*** Opening RECORDS ***

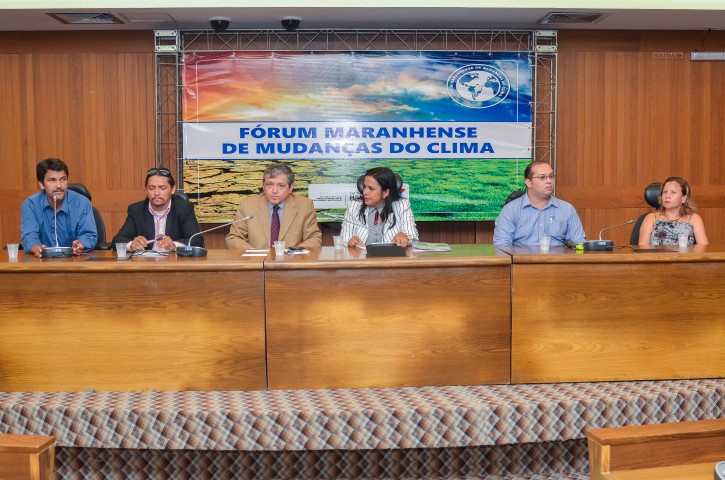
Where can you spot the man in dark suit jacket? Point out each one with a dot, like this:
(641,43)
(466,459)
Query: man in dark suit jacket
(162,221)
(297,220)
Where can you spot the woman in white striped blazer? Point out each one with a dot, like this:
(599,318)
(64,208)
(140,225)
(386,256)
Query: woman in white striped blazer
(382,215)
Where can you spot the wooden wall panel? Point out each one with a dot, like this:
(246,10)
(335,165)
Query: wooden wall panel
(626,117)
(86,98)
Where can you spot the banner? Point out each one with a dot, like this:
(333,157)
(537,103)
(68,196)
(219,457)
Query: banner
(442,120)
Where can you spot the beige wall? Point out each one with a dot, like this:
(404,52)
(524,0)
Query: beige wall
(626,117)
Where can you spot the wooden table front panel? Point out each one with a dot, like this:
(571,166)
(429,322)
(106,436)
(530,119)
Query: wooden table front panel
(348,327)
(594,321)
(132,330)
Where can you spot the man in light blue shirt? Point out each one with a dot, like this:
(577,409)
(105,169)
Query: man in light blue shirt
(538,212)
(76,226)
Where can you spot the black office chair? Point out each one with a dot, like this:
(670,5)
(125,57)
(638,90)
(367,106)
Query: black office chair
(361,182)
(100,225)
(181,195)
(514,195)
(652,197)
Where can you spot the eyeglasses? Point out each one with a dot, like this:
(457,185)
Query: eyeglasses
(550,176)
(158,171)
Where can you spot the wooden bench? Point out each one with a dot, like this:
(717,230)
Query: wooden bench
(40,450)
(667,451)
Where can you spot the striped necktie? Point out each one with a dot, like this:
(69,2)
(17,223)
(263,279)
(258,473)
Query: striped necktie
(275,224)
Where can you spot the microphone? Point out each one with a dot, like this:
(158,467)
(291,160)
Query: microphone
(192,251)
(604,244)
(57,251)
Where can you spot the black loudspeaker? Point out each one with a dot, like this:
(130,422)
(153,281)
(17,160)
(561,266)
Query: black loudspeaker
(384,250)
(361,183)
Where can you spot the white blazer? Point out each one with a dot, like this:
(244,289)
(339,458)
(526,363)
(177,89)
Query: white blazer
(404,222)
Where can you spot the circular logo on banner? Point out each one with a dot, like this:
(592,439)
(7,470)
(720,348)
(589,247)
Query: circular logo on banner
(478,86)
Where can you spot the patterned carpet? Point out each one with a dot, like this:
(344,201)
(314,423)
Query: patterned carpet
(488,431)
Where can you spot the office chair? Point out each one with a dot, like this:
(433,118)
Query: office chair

*** Closing RECORDS ***

WHAT IS EXPECTED: Everything in the records should be repeated exactly except the images.

SOLVED EXERCISE:
Where can you spot the man in dark suit jacket? Point out each one with a dot, like this:
(641,43)
(466,459)
Query: man in dark suit jacket
(162,221)
(297,220)
Where can you spot the woman in white striped blazer? Point out each one with a dot, like this:
(599,318)
(64,208)
(140,225)
(386,256)
Query: woman in white striped blazer
(382,215)
Where can you spot the wooden wall panel? Point out each one with a dot, like this:
(246,10)
(335,165)
Query: wooden wall panel
(626,117)
(86,98)
Where can you spot the banner? Point out each one with a dot, like this:
(333,157)
(537,103)
(68,196)
(219,457)
Query: banner
(442,120)
Where can you spot the beige wall? Point out each one with a dot, like this:
(404,52)
(524,0)
Query: beige wall
(626,117)
Where can you spot the wooden table front panel? Point out each one with a dot, like this:
(571,166)
(429,322)
(106,436)
(530,119)
Query: wooden table front panel
(348,327)
(594,321)
(132,330)
Where can you spot the man in light blue shirt? Point out each one with a dot, like this:
(577,409)
(105,169)
Query: man in light blue shirt
(538,212)
(76,226)
Where can you spot the black office chair? Point out each one with a dot, like this:
(670,5)
(125,57)
(638,90)
(367,106)
Query: black office chair
(361,182)
(100,225)
(181,195)
(514,195)
(652,197)
Where can you spot the eyeglasses? Point out each one with a dot, like this:
(457,185)
Query: eyeglasses
(550,176)
(158,171)
Where can you spot the wooden bench? Point out each one with a dot, like this:
(717,230)
Query: wooden bench
(40,450)
(667,451)
Where can you spot the striped necktie? Point out each one with a dot, like this:
(69,2)
(17,223)
(263,279)
(258,473)
Query: striped necktie
(275,224)
Where can you spot the microphone? Point out each one with a dot, like this:
(158,467)
(291,160)
Query: microphone
(192,251)
(604,244)
(57,251)
Where can you spot the black loudspeaker? Point out each one with a dot, like this:
(130,422)
(153,281)
(17,160)
(561,266)
Query: black loudspeaker
(384,250)
(361,183)
Where can you spot the white blazer? Point out each one with a dot, like this:
(244,289)
(339,458)
(526,363)
(177,89)
Query: white blazer
(404,222)
Where can you spot the circular logo on banner? Point out each one with a dot, like this:
(592,439)
(7,470)
(720,348)
(589,247)
Query: circular logo on banner
(478,86)
Where can you spot the patterned carpet? Point out each one with a dot, like this:
(344,201)
(314,423)
Query: patterned carpet
(488,431)
Where can you spot the office chair? Point out each one with a dot, like this:
(433,118)
Query: office chair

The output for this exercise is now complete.